**** Extracted information

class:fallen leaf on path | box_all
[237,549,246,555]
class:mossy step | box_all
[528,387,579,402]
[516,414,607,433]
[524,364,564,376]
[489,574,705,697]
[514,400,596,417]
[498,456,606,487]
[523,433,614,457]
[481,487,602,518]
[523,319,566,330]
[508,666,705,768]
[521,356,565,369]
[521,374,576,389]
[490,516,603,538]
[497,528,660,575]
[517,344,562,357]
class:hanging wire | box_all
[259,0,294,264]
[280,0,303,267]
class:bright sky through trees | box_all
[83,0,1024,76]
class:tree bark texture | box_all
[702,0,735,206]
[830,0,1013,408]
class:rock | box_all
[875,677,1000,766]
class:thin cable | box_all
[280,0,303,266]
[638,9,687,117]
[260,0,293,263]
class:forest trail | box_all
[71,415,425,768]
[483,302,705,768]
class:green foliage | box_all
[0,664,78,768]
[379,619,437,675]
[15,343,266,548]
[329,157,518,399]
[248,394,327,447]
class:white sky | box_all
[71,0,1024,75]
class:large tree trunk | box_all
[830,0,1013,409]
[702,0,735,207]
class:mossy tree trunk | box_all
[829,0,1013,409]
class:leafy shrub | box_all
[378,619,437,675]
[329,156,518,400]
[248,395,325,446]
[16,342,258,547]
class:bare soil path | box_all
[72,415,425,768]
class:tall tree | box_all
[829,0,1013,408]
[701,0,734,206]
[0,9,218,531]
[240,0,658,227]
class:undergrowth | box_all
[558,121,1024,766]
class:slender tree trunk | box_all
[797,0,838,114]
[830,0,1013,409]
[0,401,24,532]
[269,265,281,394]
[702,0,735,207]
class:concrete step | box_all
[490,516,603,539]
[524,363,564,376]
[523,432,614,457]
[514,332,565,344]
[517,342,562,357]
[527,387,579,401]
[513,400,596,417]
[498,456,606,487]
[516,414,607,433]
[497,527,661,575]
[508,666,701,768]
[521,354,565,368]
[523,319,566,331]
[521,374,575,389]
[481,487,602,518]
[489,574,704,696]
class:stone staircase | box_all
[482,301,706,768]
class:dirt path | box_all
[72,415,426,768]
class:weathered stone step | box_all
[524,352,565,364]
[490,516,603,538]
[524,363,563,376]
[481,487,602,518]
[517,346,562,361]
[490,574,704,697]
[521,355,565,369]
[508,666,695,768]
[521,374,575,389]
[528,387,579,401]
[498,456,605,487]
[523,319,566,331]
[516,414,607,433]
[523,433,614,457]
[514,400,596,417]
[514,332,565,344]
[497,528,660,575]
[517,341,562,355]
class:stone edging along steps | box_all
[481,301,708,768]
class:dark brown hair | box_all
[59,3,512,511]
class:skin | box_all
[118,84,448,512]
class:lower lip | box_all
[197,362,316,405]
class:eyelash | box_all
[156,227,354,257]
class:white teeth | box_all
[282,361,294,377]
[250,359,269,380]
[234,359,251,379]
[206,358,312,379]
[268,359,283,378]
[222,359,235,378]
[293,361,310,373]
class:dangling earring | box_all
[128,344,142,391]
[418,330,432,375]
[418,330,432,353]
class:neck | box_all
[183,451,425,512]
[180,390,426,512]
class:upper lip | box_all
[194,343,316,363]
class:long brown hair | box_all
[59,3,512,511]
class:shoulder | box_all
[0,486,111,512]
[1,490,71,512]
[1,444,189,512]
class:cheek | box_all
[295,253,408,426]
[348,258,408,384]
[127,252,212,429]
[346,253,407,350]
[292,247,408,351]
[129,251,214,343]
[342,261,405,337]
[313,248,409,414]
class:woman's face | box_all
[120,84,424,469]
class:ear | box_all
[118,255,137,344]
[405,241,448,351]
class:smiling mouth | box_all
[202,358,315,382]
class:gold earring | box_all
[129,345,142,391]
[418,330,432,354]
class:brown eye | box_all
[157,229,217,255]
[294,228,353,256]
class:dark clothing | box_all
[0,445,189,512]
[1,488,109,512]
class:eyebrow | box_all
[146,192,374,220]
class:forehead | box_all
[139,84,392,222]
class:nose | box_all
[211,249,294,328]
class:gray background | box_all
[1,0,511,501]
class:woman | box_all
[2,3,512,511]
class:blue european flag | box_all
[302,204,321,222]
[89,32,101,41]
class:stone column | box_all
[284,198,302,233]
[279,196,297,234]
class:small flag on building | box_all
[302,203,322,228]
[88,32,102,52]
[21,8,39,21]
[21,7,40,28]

********

## What to work on
Reproduce every line of the data verbatim.

## Reply
class:fallen leaf on path | box_all
[237,549,246,555]
class:mossy step | box_all
[528,387,579,402]
[516,414,607,433]
[524,364,564,376]
[489,574,705,697]
[514,400,596,417]
[498,456,606,487]
[523,433,614,457]
[481,487,602,518]
[523,319,566,330]
[508,666,705,768]
[521,356,565,369]
[521,374,576,389]
[490,516,603,538]
[497,528,660,575]
[517,344,562,357]
class:hanging wire | box_all
[259,0,294,264]
[280,0,303,267]
class:bright sky through trees | box_all
[83,0,1024,76]
class:tree bark texture | box_all
[702,0,735,206]
[830,0,1013,408]
class:rock | box_all
[875,677,1000,766]
class:thin cable | box_all
[280,0,303,266]
[638,9,687,117]
[260,0,293,263]
class:forest trail | box_all
[71,415,425,768]
[483,302,705,768]
class:green foliage | box_all
[0,664,78,768]
[379,619,437,675]
[15,343,266,548]
[329,157,518,399]
[248,394,327,447]
class:white sky | box_all
[71,0,1024,75]
class:large tree trunk | box_all
[830,0,1013,409]
[702,0,735,207]
class:mossy tree trunk | box_all
[829,0,1013,409]
class:leafy shrub | box_all
[378,619,437,675]
[329,156,518,400]
[248,395,325,446]
[16,342,258,547]
class:bare soil path | box_all
[72,415,425,768]
class:tall tree | box_all
[829,0,1013,408]
[701,0,734,206]
[0,9,218,531]
[240,0,658,227]
class:undergrowth | box_all
[558,121,1024,766]
class:slender tree trunk | box_all
[797,0,838,114]
[830,0,1013,409]
[0,401,24,532]
[269,265,281,394]
[702,0,735,207]
class:concrete step | box_all
[490,516,603,539]
[524,363,564,376]
[523,432,614,457]
[514,332,565,344]
[517,342,562,357]
[527,387,579,401]
[513,400,596,417]
[498,456,606,487]
[516,414,607,433]
[497,527,661,575]
[508,666,701,768]
[521,354,565,368]
[523,319,566,331]
[521,374,575,389]
[481,487,602,518]
[489,574,704,696]
class:stone staircase | box_all
[482,301,706,768]
class:dirt path | box_all
[72,415,426,768]
class:weathered stone step | box_all
[524,352,565,364]
[490,516,603,538]
[524,363,563,376]
[481,487,602,518]
[517,346,562,361]
[490,574,704,697]
[521,355,565,369]
[508,666,695,768]
[521,374,575,389]
[528,387,579,401]
[498,456,605,487]
[523,319,566,331]
[516,414,607,433]
[523,433,614,457]
[514,400,596,417]
[514,332,565,344]
[497,528,660,575]
[517,341,562,355]
class:stone edging along steps | box_all
[481,301,708,768]
class:dark brown hair | box_all
[59,3,512,511]
class:skin | box_all
[118,84,448,512]
class:lower lip | box_all
[197,362,316,405]
class:eyelash | box_all
[156,227,354,257]
class:white teeth | box_all
[282,361,294,377]
[250,359,269,380]
[234,359,251,379]
[206,358,312,379]
[268,359,283,378]
[222,359,235,378]
[293,361,310,373]
class:dangling earring | box_all
[128,344,142,391]
[418,330,432,375]
[418,330,432,353]
class:neck | box_all
[183,451,425,512]
[180,390,426,512]
class:upper lip | box_all
[194,343,316,363]
class:long brown hair | box_all
[59,3,512,511]
class:shoulder | box_all
[0,486,111,512]
[1,490,71,512]
[1,444,189,512]
class:cheek | box_all
[295,253,408,426]
[348,258,408,384]
[127,252,212,429]
[346,253,407,350]
[292,247,408,351]
[129,251,214,343]
[342,261,405,337]
[313,248,409,414]
class:woman's face | box_all
[120,84,424,469]
class:ear | box_all
[118,255,137,344]
[405,241,448,351]
class:smiling mouth | box_all
[202,358,315,382]
class:gold earring | box_all
[129,345,142,391]
[418,330,432,354]
class:brown eye | box_all
[157,229,217,255]
[294,228,353,256]
class:dark clothing | box_all
[0,445,189,512]
[1,488,109,512]
class:eyebrow | box_all
[146,192,374,220]
class:forehead | box_all
[139,84,392,222]
class:nose | box_all
[211,249,294,328]
class:gray background | box_all
[1,0,511,501]
class:woman | box_all
[2,3,512,511]
class:blue european flag | box_all
[302,204,321,222]
[89,32,101,41]
class:stone column | box_all
[284,198,302,233]
[279,196,297,234]
class:small flag on building | box_all
[302,203,322,228]
[88,32,102,52]
[21,8,39,21]
[21,7,40,28]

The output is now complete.